*Assigned task*. Set down, please, exactly the lines below that run from the line with "Task: indicate the rusty" to the line with "Task: indicate the dirt", both lines included.

*Given entries*.
-----

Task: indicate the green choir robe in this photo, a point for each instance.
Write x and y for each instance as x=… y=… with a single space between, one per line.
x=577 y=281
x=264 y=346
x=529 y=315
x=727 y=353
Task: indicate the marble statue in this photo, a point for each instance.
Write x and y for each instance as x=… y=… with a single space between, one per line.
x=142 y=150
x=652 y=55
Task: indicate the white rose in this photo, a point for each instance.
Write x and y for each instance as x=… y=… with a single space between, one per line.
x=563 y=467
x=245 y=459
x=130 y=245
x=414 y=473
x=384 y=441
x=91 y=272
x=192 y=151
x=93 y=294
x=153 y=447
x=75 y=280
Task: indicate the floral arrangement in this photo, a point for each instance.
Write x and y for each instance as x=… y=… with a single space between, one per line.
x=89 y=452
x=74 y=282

-----

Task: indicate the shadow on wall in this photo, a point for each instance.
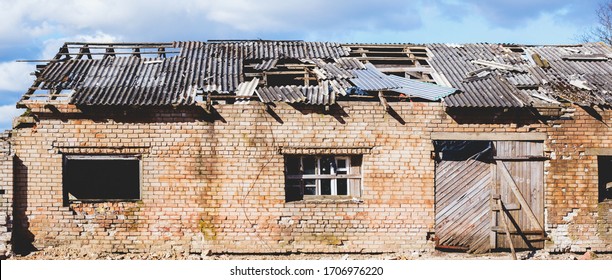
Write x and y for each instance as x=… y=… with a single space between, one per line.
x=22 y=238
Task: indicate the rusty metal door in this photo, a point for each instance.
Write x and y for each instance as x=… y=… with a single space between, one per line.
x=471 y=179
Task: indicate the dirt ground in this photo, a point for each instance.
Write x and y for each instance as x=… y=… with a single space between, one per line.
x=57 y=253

-----

*Solution*.
Task: indicate the rusty metal door in this photo, a point for each instance.
Write x and y for each instance as x=… y=… with a single space between, one per line.
x=471 y=179
Task: indicate the dirt ground in this photo, a point for each instance.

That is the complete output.